### [Data provided]
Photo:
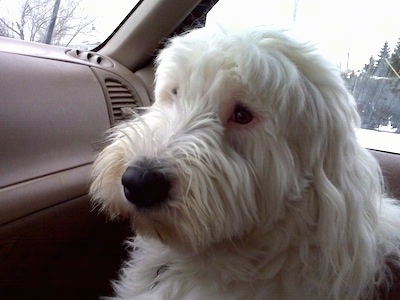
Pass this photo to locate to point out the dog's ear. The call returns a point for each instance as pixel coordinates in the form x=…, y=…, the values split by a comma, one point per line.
x=346, y=182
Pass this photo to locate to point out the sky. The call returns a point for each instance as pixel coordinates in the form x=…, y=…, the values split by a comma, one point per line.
x=347, y=32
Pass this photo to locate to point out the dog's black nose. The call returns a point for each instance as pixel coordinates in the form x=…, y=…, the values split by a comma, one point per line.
x=146, y=184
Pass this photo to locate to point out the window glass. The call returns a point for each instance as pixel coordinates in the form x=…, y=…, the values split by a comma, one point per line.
x=361, y=37
x=82, y=24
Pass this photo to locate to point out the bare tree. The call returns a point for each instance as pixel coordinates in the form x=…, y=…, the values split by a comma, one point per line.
x=34, y=18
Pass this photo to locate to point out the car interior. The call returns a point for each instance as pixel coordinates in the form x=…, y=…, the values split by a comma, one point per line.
x=56, y=103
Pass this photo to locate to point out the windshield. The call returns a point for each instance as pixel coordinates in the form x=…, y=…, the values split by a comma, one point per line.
x=82, y=24
x=362, y=38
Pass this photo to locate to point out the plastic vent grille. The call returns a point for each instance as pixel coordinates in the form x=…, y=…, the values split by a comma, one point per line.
x=122, y=99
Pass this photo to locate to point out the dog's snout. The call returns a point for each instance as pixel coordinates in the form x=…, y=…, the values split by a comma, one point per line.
x=146, y=184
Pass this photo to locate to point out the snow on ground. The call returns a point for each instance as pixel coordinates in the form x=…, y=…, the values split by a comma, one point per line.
x=379, y=140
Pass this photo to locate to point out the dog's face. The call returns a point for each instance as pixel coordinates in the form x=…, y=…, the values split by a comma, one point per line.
x=240, y=124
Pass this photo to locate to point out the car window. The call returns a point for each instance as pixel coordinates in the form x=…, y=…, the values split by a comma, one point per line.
x=361, y=37
x=82, y=24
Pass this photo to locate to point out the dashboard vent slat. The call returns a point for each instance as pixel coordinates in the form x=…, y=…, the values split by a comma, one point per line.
x=122, y=100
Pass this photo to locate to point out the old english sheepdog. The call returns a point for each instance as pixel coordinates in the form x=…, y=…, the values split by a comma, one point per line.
x=245, y=179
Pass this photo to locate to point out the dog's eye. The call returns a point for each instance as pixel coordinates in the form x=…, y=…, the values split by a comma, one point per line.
x=241, y=115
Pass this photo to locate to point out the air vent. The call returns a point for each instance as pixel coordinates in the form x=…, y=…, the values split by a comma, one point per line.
x=122, y=100
x=91, y=57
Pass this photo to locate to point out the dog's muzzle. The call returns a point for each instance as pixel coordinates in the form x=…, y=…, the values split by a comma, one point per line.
x=146, y=183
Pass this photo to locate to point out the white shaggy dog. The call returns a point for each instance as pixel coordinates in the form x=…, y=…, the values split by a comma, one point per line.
x=245, y=180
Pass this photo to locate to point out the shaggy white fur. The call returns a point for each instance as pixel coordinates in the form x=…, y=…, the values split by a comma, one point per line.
x=266, y=193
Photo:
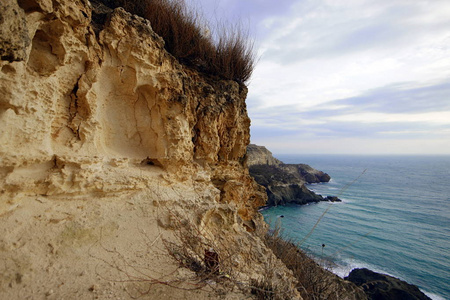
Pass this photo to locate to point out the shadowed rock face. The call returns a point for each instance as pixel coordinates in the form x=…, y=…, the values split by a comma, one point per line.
x=384, y=287
x=284, y=183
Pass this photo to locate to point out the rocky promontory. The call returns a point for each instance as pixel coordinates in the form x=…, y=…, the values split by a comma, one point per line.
x=284, y=183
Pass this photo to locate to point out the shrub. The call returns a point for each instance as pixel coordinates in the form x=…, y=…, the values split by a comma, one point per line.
x=226, y=53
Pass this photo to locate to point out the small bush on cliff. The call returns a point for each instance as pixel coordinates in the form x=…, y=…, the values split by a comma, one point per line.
x=228, y=53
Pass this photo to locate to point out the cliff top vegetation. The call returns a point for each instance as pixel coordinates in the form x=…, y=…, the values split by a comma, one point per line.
x=224, y=51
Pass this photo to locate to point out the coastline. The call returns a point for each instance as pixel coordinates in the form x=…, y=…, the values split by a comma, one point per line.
x=366, y=205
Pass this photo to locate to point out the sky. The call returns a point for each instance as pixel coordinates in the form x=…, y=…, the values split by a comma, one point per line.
x=346, y=76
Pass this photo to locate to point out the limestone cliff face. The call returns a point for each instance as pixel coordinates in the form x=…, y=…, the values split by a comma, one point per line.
x=82, y=100
x=284, y=183
x=108, y=143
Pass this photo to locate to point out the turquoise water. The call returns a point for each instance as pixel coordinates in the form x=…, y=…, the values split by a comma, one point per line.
x=394, y=219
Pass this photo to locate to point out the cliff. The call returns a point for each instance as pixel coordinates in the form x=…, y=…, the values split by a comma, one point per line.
x=284, y=183
x=122, y=171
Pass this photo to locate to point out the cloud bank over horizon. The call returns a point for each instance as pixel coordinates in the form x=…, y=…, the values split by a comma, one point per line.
x=348, y=76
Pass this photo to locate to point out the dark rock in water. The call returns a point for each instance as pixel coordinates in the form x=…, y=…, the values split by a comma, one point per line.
x=332, y=199
x=384, y=287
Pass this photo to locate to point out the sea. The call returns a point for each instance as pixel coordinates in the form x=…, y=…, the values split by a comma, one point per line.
x=394, y=217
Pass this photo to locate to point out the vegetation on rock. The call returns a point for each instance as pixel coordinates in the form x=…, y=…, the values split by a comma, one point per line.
x=226, y=52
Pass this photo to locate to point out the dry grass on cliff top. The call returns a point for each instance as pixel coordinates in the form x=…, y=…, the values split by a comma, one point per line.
x=226, y=52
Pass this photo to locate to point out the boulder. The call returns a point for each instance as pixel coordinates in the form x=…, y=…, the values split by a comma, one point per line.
x=384, y=287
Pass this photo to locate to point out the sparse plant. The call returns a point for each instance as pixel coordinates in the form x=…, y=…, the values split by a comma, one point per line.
x=224, y=51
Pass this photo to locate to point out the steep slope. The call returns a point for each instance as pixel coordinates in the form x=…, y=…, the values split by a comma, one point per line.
x=111, y=152
x=122, y=172
x=284, y=183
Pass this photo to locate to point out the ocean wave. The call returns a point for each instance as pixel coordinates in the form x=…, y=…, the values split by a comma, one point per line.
x=433, y=296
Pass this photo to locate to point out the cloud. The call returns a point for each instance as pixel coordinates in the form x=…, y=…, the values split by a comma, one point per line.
x=371, y=73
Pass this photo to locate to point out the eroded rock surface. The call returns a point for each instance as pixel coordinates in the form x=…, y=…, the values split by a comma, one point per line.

### [Required work]
Exact copies of the lines from the one holding "Pass this photo to locate to point out the ocean" through the last line above, and only those, make up the answer.

### [Result for this task]
Pass this photo to locate to point out the ocean wave. The call returns a point for each instance as pixel coordinates in the form x=…, y=…, the values split by a comma, one point per line.
x=433, y=296
Pass this photo to locate to point out the cloud. The call returns a point for each instance as pixel coordinates in the form x=…, y=…, the values split by a comma, one point per line.
x=371, y=73
Pass this photo to locate to point out the eroded rock surface. The call returns a point for each instance as pixel coordinates in the form x=…, y=…, the values split by a comma, one point per line.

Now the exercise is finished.